* BEGIN Input material *

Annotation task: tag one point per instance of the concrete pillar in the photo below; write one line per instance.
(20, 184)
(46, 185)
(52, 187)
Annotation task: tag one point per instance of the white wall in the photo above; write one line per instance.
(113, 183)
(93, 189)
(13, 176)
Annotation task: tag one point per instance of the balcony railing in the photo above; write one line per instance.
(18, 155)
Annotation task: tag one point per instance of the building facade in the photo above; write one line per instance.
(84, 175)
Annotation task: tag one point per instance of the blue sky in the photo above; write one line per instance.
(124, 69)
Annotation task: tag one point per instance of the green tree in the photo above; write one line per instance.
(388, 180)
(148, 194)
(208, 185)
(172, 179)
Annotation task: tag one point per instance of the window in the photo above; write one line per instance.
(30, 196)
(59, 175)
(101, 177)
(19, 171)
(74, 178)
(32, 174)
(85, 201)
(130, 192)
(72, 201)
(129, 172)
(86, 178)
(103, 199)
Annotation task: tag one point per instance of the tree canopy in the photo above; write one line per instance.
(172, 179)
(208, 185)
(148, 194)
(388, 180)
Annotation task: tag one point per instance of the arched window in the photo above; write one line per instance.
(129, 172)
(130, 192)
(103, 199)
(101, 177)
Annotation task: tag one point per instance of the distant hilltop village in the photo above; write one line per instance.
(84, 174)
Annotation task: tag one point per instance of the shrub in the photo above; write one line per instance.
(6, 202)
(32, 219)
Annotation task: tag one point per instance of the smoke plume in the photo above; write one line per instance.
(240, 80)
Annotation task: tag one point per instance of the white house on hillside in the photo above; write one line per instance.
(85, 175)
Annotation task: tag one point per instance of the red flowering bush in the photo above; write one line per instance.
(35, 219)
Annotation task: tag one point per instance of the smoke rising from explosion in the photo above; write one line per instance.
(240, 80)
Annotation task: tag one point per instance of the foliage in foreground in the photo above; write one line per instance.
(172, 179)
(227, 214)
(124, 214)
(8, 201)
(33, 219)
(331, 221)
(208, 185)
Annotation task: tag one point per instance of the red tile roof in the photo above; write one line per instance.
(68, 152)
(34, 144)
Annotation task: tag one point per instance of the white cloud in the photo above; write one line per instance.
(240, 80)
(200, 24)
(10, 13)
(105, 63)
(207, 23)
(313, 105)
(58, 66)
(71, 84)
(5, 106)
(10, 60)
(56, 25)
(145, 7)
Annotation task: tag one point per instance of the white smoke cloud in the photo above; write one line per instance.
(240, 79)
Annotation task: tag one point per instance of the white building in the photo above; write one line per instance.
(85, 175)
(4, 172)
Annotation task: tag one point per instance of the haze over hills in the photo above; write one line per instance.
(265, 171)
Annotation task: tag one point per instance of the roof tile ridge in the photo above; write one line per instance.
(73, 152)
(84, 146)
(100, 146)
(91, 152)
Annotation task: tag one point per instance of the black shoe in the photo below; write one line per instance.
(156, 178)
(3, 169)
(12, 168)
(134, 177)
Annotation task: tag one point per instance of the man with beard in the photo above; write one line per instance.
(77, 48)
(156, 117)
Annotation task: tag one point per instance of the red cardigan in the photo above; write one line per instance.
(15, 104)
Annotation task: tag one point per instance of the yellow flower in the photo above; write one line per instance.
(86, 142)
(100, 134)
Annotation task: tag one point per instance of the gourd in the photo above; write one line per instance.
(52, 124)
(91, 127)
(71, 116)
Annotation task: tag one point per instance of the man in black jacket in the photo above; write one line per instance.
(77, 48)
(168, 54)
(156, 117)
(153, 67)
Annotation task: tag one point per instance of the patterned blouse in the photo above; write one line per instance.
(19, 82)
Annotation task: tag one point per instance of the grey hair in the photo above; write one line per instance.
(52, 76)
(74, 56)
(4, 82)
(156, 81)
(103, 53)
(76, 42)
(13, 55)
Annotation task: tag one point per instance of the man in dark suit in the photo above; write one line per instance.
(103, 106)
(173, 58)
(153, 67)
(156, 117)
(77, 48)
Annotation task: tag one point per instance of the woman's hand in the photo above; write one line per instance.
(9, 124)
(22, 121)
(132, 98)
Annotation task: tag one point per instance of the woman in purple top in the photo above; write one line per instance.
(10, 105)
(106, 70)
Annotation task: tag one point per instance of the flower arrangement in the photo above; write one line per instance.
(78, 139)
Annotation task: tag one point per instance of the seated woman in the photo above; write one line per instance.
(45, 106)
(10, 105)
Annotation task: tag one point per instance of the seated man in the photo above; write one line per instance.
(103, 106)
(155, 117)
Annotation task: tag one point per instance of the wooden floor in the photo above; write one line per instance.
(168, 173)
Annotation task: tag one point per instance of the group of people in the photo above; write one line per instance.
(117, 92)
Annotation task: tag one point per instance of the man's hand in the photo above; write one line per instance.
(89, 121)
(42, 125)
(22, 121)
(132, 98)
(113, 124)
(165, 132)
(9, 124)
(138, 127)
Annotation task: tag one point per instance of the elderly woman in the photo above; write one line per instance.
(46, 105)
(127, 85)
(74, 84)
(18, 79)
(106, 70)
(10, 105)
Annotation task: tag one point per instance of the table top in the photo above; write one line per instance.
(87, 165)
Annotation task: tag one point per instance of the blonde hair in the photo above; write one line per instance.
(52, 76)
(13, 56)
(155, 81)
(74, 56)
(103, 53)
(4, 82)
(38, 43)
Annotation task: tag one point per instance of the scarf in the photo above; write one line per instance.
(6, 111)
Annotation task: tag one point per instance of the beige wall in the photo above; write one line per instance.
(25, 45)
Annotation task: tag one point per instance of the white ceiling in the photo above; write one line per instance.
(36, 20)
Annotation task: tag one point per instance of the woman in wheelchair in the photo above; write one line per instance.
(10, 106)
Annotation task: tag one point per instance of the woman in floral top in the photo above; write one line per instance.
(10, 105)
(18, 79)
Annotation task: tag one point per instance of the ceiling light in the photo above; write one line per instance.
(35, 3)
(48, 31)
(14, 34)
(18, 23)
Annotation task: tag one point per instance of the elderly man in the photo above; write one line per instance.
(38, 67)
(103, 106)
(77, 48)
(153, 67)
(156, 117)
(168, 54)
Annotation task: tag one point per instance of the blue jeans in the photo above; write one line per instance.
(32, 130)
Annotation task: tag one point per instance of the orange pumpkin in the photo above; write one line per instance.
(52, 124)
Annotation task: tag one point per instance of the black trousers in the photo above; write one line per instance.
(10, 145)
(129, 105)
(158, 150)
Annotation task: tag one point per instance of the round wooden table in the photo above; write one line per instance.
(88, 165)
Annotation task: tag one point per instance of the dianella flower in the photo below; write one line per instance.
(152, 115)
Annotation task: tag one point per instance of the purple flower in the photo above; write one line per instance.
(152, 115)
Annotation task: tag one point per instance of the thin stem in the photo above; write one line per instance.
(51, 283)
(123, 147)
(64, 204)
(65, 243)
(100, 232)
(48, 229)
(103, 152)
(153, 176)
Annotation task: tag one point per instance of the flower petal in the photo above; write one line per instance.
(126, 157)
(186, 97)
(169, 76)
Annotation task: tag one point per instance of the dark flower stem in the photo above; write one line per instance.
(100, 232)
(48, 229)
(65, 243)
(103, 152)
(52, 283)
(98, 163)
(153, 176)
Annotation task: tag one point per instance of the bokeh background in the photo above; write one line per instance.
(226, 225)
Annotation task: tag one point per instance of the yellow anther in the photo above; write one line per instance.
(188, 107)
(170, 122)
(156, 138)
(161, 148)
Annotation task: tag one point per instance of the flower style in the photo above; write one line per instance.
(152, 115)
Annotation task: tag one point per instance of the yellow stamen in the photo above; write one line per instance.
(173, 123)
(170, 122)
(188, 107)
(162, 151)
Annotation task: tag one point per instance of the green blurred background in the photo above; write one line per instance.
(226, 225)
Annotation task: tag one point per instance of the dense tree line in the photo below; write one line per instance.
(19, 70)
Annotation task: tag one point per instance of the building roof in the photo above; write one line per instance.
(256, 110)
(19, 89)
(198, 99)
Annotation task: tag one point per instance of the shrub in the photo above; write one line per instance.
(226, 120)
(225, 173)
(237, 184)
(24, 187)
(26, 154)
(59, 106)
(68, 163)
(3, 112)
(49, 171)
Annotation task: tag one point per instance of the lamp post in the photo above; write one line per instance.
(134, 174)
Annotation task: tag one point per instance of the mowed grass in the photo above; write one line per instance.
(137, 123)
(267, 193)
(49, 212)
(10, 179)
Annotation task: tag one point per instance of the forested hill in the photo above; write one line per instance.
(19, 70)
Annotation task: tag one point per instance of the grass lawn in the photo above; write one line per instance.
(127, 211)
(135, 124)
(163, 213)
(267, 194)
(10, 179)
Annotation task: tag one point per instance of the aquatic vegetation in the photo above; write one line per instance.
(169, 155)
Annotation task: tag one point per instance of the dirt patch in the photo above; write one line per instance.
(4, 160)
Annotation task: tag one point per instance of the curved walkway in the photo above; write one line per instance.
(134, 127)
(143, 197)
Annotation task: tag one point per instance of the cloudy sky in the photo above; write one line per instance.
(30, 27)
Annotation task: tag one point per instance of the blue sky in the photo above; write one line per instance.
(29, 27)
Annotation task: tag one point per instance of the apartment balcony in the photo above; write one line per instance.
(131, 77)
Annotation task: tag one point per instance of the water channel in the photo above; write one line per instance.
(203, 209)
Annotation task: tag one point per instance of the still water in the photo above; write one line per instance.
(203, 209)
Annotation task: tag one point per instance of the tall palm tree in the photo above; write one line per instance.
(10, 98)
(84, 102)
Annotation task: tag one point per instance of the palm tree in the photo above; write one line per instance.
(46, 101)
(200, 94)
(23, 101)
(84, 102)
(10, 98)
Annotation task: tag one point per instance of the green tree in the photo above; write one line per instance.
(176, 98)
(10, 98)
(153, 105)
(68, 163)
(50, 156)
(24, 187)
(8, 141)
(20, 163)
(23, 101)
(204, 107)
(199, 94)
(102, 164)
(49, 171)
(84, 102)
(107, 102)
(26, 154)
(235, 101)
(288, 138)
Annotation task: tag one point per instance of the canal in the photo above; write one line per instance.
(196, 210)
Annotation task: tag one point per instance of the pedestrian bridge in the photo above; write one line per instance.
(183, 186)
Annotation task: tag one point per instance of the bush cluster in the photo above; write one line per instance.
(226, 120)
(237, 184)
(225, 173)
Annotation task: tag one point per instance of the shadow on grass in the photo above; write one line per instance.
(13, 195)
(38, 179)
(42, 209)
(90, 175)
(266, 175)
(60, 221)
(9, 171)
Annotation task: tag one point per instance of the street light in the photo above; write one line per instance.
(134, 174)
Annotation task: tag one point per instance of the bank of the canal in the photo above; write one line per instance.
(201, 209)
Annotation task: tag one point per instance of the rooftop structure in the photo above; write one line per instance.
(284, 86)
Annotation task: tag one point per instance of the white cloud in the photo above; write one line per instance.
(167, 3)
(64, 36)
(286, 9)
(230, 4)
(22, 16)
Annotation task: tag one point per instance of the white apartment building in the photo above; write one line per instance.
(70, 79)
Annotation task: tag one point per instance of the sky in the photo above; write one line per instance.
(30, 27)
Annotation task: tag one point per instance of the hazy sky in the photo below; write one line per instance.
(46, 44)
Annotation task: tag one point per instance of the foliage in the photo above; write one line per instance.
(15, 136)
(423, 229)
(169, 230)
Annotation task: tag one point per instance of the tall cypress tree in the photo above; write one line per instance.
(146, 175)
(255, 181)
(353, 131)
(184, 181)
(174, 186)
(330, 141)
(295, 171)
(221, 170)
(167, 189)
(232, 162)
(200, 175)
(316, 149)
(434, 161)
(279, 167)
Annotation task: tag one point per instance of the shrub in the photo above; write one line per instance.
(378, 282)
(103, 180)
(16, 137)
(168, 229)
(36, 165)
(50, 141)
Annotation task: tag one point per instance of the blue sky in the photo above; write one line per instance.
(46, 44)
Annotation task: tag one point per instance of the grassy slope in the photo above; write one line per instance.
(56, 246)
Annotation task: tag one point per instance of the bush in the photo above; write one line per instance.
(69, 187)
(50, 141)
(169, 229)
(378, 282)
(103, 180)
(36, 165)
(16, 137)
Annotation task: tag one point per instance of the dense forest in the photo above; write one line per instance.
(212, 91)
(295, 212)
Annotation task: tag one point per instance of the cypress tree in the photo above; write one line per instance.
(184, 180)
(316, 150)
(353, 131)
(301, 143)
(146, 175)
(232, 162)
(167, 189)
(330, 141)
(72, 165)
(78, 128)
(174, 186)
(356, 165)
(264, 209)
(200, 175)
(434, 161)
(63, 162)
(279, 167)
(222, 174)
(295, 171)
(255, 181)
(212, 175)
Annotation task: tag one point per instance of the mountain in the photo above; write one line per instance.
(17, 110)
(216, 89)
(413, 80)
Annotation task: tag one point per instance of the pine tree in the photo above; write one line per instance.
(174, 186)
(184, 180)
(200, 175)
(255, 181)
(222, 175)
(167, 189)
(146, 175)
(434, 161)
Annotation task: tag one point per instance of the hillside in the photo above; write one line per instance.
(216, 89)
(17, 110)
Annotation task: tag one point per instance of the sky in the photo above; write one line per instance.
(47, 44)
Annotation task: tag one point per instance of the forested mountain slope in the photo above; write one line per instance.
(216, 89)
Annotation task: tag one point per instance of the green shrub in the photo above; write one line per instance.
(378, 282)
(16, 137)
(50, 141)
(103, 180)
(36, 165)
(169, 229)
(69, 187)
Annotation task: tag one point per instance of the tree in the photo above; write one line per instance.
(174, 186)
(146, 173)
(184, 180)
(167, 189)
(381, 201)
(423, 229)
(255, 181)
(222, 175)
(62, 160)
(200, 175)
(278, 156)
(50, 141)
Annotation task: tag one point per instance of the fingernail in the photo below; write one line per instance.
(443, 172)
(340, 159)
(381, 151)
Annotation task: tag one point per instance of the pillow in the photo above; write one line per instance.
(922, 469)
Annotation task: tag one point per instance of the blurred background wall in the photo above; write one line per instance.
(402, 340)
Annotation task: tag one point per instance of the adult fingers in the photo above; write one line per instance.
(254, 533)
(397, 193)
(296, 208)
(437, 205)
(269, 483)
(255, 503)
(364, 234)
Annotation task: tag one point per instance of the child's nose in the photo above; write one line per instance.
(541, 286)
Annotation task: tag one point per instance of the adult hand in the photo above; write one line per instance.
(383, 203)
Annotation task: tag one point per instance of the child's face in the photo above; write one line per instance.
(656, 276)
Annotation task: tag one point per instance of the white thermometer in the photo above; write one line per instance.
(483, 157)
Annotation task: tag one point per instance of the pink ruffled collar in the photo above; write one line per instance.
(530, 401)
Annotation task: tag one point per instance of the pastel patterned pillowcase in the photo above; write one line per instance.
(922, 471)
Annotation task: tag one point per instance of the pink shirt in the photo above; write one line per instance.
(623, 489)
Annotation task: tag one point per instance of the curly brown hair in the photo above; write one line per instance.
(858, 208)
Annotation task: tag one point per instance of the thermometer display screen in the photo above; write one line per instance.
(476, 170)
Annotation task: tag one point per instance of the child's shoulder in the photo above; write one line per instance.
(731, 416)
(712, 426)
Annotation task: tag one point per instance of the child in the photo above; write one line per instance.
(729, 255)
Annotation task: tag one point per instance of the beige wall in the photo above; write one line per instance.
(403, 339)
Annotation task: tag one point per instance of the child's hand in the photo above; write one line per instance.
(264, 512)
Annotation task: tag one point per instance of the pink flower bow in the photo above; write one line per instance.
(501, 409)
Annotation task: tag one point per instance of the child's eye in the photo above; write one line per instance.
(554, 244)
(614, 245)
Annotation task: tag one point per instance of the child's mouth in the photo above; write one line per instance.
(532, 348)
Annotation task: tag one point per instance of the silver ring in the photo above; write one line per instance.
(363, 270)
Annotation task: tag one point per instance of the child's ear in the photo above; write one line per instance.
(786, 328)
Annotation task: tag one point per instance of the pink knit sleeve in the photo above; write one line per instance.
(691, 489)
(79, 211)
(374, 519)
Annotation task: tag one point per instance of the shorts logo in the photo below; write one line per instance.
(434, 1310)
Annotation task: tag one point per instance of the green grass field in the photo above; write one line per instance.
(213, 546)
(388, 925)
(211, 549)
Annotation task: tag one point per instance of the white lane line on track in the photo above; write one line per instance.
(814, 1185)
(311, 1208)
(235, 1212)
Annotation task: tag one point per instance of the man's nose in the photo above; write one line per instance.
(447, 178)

* END Input material *

Directive:
Produce an exact copy of the lines from the one containing "Annotation task: tag one point per instance of the pink knit" through the last line, and of nothing else.

Worked answer:
Annotation task: tag one point per instance of the pink knit sleeve in the photo above; write one line per instance.
(691, 489)
(79, 211)
(374, 519)
Annotation task: tag one point per instance of the shorts logo in the photo below; write one line per instance.
(434, 1310)
Annotation task: tag one point per instance of the green grass field in the photo above; write one line per instance.
(213, 546)
(388, 925)
(211, 549)
Annotation task: tag one point per instance of the white lane line on track in the photo above; write one line per instance.
(814, 1185)
(311, 1208)
(235, 1212)
Annotation task: tag one point per instance of the man's nose in the photo above; write one line per instance.
(447, 178)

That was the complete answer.